** DOCUMENT TEXT **
.....
[Date Prev][Date Next][Thread Prev][Thread Next][Date Index][Thread Index]
Re: string-ports issue on Windows
From: |
Christopher Lam |
Subject: |
Re: string-ports issue on Windows |
Date: |
Sun, 26 May 2019 18:52:16 +0800 |
Addendum - wish to confirm if guile bug (guile-2.2 on Windows):
- set locale to non-Anglo so that (setlocale LC_ALL) returns
"French_France.1252"
- call (strftime "%B" 4000000) - that's 4x10^6 -- this should return
"février 1970"
but the following error arises:
Throw to key `decoding-error' with args `("scm_from_utf8_stringn" "input
locale conversion error" 0 #vu8(102 233 118 114 105 101 114 32 49 57 55
48))'.
Is this a bug?
On Tue, 14 May 2019 at 12:42, Christopher Lam <address@hidden>
wrote:
> Hi Mark
> Final update - first, we've reused your efficient substring-replace
> function in
> https://github.com/Gnucash/gnucash/commit/7d15e6e4e727c87fb4a501e924c4ae02276e508d
> from a few years ago.
> Second, the email thread
> https://lists.gnu.org/archive/html/guile-devel/2014-03/msg00060.html
> confirmed a lot of issues in guile-2.0 could be solved in Windows by
> upgrading to guile-2.2. So, GnuCash has now upgraded to guile-2.2 on
> Windows and the string-ports are now behaving.
> Thank you (twice)
> :)
>
> On Fri, 19 Apr 2019 at 10:26, Christopher Lam <address@hidden>
> wrote:
>
>> Hi,
>> The patch *does* work and handles unicode properly :) There are
>> unintended consequences however, whereby other (probably C-based)
>> string-code in Windows are now reading the lira-symbol into unexpected
>> chars (eg lira-symbol -> "â‚°" i.e. #xe2 #x201a #xba) but this is now
>> outside the scope of this post.
>> Thank you again!
.....
** RECORDED DATA **
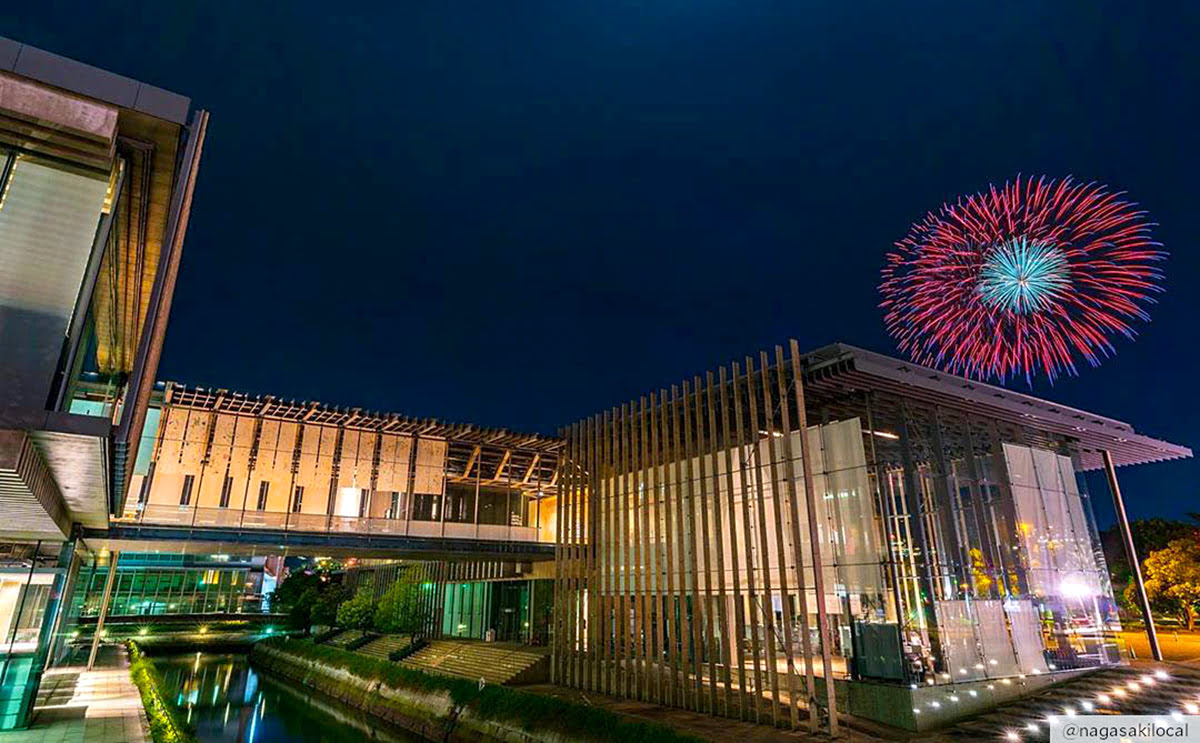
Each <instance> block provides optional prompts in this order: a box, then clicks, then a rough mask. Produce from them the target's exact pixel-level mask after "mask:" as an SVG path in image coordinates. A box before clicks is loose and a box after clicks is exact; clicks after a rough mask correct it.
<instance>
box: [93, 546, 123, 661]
.....
** BRIEF **
Please reproduce the entire mailing-list post about the string-ports issue on Windows, word for word.

** ANSWER BELOW **
[Date Prev][Date Next][Thread Prev][Thread Next][Date Index][Thread Index]
Re: string-ports issue on Windows
From: |
Christopher Lam |
Subject: |
Re: string-ports issue on Windows |
Date: |
Sun, 26 May 2019 18:52:16 +0800 |
Addendum - wish to confirm if guile bug (guile-2.2 on Windows):
- set locale to non-Anglo so that (setlocale LC_ALL) returns
"French_France.1252"
- call (strftime "%B" 4000000) - that's 4x10^6 -- this should return
"février 1970"
but the following error arises:
Throw to key `decoding-error' with args `("scm_from_utf8_stringn" "input
locale conversion error" 0 #vu8(102 233 118 114 105 101 114 32 49 57 55
48))'.
Is this a bug?
On Tue, 14 May 2019 at 12:42, Christopher Lam <address@hidden>
wrote:
> Hi Mark
> Final update - first, we've reused your efficient substring-replace
> function in
> https://github.com/Gnucash/gnucash/commit/7d15e6e4e727c87fb4a501e924c4ae02276e508d
> from a few years ago.
> Second, the email thread
> https://lists.gnu.org/archive/html/guile-devel/2014-03/msg00060.html
> confirmed a lot of issues in guile-2.0 could be solved in Windows by
> upgrading to guile-2.2. So, GnuCash has now upgraded to guile-2.2 on
> Windows and the string-ports are now behaving.
> Thank you (twice)
> :)
>
> On Fri, 19 Apr 2019 at 10:26, Christopher Lam <address@hidden>
> wrote:
>
>> Hi,
>> The patch *does* work and handles unicode properly :) There are
>> unintended consequences however, whereby other (probably C-based)
>> string-code in Windows are now reading the lira-symbol into unexpected
>> chars (eg lira-symbol -> "â‚°" i.e. #xe2 #x201a #xba) but this is now
>> outside the scope of this post.
>> Thank you again!